Express each nonblank line of the records below as a row of a Markdown table, with a row number in the column "Row" and the line itself in the column "Record line."
++++ Records supplied ++++
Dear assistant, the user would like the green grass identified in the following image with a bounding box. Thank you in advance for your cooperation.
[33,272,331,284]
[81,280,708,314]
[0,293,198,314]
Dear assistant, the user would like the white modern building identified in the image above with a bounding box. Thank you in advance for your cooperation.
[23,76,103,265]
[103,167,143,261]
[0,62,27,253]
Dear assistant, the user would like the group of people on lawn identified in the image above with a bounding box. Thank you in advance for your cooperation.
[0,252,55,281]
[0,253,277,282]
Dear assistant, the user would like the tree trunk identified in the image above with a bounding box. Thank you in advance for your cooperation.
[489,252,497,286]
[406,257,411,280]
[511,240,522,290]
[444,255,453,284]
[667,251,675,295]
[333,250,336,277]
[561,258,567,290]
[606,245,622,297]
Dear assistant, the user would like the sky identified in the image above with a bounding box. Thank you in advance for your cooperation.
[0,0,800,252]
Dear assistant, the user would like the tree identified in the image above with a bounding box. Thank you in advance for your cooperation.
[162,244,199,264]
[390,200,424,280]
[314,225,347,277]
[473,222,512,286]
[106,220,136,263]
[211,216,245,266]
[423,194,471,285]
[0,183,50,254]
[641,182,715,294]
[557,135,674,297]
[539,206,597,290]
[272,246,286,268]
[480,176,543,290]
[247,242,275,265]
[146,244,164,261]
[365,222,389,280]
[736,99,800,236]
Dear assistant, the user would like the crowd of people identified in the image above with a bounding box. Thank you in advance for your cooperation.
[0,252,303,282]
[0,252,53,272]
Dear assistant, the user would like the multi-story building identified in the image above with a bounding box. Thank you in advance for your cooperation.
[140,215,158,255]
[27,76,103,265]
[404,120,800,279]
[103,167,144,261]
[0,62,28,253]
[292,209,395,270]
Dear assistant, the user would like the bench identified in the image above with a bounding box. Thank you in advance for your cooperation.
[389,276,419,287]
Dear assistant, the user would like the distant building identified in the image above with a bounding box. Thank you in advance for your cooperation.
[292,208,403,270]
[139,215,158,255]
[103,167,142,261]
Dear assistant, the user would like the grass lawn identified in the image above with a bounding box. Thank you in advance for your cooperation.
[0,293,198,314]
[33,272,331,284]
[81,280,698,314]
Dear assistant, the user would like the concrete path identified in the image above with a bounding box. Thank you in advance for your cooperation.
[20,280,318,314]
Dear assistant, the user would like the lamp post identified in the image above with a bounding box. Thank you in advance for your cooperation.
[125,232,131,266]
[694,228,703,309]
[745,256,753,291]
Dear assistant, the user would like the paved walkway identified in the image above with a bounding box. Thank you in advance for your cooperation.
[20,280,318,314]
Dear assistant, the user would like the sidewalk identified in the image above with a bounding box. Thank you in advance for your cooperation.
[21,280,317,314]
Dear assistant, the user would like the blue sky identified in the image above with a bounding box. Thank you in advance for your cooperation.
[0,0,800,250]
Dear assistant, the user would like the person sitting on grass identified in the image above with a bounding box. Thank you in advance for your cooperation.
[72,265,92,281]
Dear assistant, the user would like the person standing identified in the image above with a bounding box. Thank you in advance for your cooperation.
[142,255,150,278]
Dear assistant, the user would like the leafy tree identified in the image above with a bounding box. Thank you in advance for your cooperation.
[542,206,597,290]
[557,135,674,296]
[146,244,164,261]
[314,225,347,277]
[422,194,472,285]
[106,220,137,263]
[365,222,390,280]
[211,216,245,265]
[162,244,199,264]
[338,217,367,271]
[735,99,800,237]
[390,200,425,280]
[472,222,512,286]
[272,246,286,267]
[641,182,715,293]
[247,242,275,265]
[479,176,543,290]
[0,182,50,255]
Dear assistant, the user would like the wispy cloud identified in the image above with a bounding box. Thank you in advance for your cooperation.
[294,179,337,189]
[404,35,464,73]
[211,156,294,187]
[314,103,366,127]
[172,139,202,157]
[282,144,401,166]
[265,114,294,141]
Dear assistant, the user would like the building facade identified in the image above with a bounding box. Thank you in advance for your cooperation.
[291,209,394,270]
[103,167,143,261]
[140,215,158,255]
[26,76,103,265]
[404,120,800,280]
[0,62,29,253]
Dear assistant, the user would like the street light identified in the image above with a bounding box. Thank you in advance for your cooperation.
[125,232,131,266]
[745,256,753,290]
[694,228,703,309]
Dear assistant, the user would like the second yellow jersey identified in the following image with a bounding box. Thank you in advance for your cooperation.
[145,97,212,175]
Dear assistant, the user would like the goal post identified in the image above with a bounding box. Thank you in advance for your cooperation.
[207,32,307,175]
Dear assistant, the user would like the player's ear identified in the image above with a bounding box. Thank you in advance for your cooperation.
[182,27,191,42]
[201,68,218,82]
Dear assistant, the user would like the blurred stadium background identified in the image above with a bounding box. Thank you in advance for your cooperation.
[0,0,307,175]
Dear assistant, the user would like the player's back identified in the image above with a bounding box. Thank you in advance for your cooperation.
++++
▶ **Solution**:
| Row | Record line |
|---|---|
| 1 | Dear assistant, the user would like the green grass identified in the following image with a bounding box. Thank you in advance for your cooperation. |
| 2 | [33,272,331,284] |
| 3 | [81,280,708,314] |
| 4 | [0,293,198,314] |
| 5 | Dear assistant, the user would like the white modern building identified in the image above with a bounding box. Thank you in advance for your cooperation. |
| 6 | [23,76,103,265] |
| 7 | [103,167,143,261] |
| 8 | [0,62,27,253] |
| 9 | Dear assistant, the user would like the group of people on lawn identified in the image above with a bounding box. Thank you in advance for your cooperation. |
| 10 | [0,252,55,281] |
| 11 | [0,253,277,282] |
| 12 | Dear assistant, the user would like the tree trunk identified in the image above with a bounding box. Thank you in advance for your cooperation. |
| 13 | [489,252,497,286] |
| 14 | [406,257,411,280] |
| 15 | [511,240,522,290] |
| 16 | [444,255,453,284] |
| 17 | [667,251,675,295] |
| 18 | [333,250,336,277] |
| 19 | [561,258,567,290] |
| 20 | [606,245,622,297] |
| 21 | Dear assistant, the user would like the sky identified in the image above with a bounding box. Thank you in advance for your cooperation. |
| 22 | [0,0,800,252] |
| 23 | Dear assistant, the user would like the tree identified in the image above with a bounding box. Thank you in advance for your cooperation. |
| 24 | [162,244,199,264] |
| 25 | [390,200,424,280] |
| 26 | [314,225,347,277] |
| 27 | [473,222,512,286] |
| 28 | [106,220,136,263] |
| 29 | [211,216,245,266] |
| 30 | [423,194,471,285] |
| 31 | [0,183,50,254] |
| 32 | [641,182,715,294] |
| 33 | [557,135,674,297] |
| 34 | [539,206,597,290] |
| 35 | [272,246,286,268] |
| 36 | [480,176,543,290] |
| 37 | [247,242,275,265] |
| 38 | [146,244,164,261] |
| 39 | [365,222,389,280] |
| 40 | [736,99,800,236] |
| 41 | Dear assistant, the user would like the crowd of people identified in the image above with a bounding box. Thank you in advance for your cooperation. |
| 42 | [0,252,303,282] |
| 43 | [0,252,53,272] |
| 44 | Dear assistant, the user would like the multi-story building identified in the image above with a bounding box. Thank you in advance for your cooperation. |
| 45 | [140,215,158,255] |
| 46 | [27,76,103,265] |
| 47 | [404,120,800,279] |
| 48 | [103,167,144,261] |
| 49 | [0,62,28,253] |
| 50 | [292,209,395,270] |
| 51 | Dear assistant, the user would like the bench identified in the image above with a bounding box. Thank you in advance for your cooperation. |
| 52 | [389,276,419,287] |
| 53 | Dear assistant, the user would like the distant building identified in the image above with a bounding box. Thank you in advance for your cooperation. |
| 54 | [292,208,403,270] |
| 55 | [139,215,158,255] |
| 56 | [103,167,142,261] |
| 57 | Dear assistant, the user would like the grass lawn identified in the image above with a bounding box. Thank you in advance for your cooperation. |
| 58 | [0,293,198,314] |
| 59 | [33,272,331,284] |
| 60 | [81,280,698,314] |
| 61 | Dear assistant, the user would like the concrete path identified in the image above with a bounding box. Thank you in advance for your cooperation. |
| 62 | [20,280,318,314] |
| 63 | Dear assistant, the user would like the lamp post identified in the image above with a bounding box. Thank you in advance for your cooperation. |
| 64 | [125,232,131,266] |
| 65 | [694,228,703,309] |
| 66 | [745,256,753,291] |
| 67 | Dear assistant, the user would like the paved walkway identified in the image above with a bounding box. Thank you in advance for your cooperation. |
| 68 | [20,280,318,314] |
| 69 | Dear assistant, the user would like the sidewalk identified in the image above with a bounding box. Thank you in advance for your cooperation. |
| 70 | [21,280,317,314] |
| 71 | Dear assistant, the user would like the blue sky identified in the image above with a bounding box. Thank you in advance for your cooperation. |
| 72 | [0,0,800,250] |
| 73 | Dear assistant, the user would like the person sitting on grass identified in the image above with a bounding box. Thank you in advance for your cooperation. |
| 74 | [72,265,92,281] |
| 75 | Dear assistant, the user would like the person standing identified in the image above with a bounding box. Thank you in advance for your cooperation. |
| 76 | [142,255,150,278] |
| 77 | Dear assistant, the user would like the leafy tree identified in the image above with a bounding box. Thank you in advance for your cooperation. |
| 78 | [542,206,597,290] |
| 79 | [557,135,674,296] |
| 80 | [146,244,164,261] |
| 81 | [314,225,347,277] |
| 82 | [422,194,472,285] |
| 83 | [106,220,137,263] |
| 84 | [365,222,390,280] |
| 85 | [211,216,245,265] |
| 86 | [162,244,199,264] |
| 87 | [338,217,367,271] |
| 88 | [735,99,800,237] |
| 89 | [390,200,425,280] |
| 90 | [472,222,512,286] |
| 91 | [272,246,286,267] |
| 92 | [641,182,715,293] |
| 93 | [247,242,275,265] |
| 94 | [479,176,543,290] |
| 95 | [0,182,50,255] |
| 96 | Dear assistant, the user would like the wispy cloud identified in the image above with a bounding box. Thank you in advance for your cooperation. |
| 97 | [294,179,337,189] |
| 98 | [404,35,464,73] |
| 99 | [211,156,294,187] |
| 100 | [314,103,366,127] |
| 101 | [172,139,202,157] |
| 102 | [282,144,401,166] |
| 103 | [265,114,294,141] |
| 104 | Dear assistant, the user would like the building facade identified in the image above with a bounding box. Thank you in advance for your cooperation. |
| 105 | [291,209,394,270] |
| 106 | [103,167,143,261] |
| 107 | [140,215,158,255] |
| 108 | [26,76,103,265] |
| 109 | [404,120,800,280] |
| 110 | [0,62,29,253] |
| 111 | Dear assistant, the user would like the street light identified in the image above with a bounding box. Thank you in advance for your cooperation. |
| 112 | [125,232,131,266] |
| 113 | [745,256,753,290] |
| 114 | [694,228,703,309] |
| 115 | Dear assistant, the user would like the second yellow jersey identified in the following image with a bounding box. Thank you in advance for your cooperation. |
| 116 | [145,97,212,175] |
| 117 | Dear assistant, the user would like the goal post identified in the image above with a bounding box. Thank you in advance for your cooperation. |
| 118 | [207,32,307,175] |
| 119 | Dear assistant, the user would like the player's ear identified in the image above with a bounding box. Thank you in advance for your cooperation. |
| 120 | [182,27,191,42] |
| 121 | [201,68,218,82] |
| 122 | Dear assistant, the user would like the blurred stadium background identified in the image above with a bounding box. Thank you in advance for your cooperation. |
| 123 | [0,0,307,175] |
| 124 | Dear assistant, the user would like the player's back identified in the image above with a bounding box. Thank you in advance for your cooperation. |